- Requirement:
In the listing below, find each line that holds "ball" and list it.

+-------+

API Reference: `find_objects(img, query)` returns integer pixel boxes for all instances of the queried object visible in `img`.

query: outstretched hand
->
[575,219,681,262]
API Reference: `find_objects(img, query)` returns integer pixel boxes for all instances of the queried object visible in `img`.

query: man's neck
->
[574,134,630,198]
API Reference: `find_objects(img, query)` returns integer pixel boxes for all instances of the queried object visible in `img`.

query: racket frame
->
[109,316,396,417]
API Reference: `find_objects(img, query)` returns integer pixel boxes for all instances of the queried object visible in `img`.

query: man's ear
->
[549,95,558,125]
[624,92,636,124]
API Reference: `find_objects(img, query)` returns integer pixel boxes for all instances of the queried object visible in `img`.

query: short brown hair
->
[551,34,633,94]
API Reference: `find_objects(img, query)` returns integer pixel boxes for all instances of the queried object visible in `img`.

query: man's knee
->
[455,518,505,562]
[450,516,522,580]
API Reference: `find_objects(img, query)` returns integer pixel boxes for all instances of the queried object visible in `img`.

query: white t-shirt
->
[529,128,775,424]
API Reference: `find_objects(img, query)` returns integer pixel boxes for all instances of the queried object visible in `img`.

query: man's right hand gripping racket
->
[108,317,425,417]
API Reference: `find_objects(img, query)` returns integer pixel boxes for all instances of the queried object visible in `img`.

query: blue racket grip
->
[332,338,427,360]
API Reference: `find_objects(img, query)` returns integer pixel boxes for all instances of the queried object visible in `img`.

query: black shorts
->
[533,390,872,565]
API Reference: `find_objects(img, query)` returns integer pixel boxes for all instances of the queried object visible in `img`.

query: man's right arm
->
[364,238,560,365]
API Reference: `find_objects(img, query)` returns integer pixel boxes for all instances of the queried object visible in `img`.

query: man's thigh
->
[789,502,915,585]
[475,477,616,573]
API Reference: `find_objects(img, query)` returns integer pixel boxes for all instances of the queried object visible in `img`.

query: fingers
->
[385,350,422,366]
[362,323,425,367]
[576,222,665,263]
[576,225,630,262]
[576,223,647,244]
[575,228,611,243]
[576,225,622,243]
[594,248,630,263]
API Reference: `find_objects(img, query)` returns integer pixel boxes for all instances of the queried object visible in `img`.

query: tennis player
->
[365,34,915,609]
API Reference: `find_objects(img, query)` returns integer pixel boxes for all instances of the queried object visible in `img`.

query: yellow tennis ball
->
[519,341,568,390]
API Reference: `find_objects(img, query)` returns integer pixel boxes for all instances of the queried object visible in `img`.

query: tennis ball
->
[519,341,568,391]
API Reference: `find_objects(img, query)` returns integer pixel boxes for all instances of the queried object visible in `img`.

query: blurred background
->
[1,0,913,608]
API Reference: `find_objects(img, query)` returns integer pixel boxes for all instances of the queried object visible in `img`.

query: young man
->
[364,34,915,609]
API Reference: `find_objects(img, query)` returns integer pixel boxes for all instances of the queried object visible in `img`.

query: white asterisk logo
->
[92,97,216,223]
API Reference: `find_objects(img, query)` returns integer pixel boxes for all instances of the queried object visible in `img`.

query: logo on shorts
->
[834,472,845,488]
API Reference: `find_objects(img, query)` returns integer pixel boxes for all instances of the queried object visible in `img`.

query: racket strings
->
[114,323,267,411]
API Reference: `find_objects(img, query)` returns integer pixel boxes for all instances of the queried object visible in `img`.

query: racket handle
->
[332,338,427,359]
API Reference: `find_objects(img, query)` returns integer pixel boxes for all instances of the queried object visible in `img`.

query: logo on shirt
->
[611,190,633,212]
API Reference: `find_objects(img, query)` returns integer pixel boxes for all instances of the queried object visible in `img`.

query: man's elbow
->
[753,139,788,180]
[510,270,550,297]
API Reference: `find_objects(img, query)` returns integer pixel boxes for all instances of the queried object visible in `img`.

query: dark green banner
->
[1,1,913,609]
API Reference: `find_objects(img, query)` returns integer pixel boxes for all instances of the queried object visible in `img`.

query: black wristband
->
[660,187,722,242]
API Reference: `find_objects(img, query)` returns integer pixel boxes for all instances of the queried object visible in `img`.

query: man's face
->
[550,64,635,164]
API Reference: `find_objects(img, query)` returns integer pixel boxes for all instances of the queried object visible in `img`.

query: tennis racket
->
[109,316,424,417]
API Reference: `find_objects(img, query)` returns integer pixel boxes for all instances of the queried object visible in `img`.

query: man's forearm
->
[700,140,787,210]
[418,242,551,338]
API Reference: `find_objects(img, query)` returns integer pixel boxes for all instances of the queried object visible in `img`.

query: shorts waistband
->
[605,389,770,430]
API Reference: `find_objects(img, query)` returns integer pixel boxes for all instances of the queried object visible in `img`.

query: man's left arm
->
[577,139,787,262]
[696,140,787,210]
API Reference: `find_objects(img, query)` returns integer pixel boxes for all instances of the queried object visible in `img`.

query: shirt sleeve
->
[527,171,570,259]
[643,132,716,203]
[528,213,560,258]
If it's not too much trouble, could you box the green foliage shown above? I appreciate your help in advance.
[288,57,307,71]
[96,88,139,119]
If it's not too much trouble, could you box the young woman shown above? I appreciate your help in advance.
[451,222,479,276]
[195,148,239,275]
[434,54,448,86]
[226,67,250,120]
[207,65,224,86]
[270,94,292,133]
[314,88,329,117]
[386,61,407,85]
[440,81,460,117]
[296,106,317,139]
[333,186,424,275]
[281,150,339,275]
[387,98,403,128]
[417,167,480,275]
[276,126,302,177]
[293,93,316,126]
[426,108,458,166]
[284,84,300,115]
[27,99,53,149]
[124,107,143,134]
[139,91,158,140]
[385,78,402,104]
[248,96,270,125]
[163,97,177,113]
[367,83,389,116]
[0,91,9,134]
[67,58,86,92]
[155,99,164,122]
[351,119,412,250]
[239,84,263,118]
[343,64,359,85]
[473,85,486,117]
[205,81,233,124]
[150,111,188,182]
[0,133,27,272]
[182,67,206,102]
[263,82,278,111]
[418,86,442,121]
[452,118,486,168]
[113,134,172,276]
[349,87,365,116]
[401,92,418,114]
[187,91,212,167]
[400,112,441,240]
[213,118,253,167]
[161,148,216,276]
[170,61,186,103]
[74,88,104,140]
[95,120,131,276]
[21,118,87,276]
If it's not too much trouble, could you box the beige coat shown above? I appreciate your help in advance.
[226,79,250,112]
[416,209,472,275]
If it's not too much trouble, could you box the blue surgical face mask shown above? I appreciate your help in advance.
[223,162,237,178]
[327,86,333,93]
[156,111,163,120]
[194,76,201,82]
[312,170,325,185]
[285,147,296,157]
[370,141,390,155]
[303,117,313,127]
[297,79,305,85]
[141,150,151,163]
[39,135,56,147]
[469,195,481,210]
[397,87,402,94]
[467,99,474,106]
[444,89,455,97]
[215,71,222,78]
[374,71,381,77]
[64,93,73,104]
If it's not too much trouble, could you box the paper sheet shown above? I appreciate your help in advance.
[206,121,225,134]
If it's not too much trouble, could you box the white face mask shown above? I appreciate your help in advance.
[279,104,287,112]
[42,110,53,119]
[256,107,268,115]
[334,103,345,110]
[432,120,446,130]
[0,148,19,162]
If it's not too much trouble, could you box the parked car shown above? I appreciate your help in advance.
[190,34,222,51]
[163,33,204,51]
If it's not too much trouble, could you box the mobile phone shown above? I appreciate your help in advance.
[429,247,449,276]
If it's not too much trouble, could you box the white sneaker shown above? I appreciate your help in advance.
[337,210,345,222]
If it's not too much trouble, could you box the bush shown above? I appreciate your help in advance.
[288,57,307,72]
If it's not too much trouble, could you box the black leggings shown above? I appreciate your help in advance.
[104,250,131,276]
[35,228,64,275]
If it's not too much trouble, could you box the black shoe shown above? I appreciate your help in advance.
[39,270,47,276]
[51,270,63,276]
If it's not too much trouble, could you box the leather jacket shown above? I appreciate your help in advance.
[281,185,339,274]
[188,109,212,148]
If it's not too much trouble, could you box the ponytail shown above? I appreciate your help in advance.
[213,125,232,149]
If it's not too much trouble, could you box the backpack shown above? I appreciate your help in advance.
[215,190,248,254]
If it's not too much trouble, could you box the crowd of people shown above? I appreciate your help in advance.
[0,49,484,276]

+-------+

- Answer to the exercise:
query: yellow tennis ball
query: tennis ball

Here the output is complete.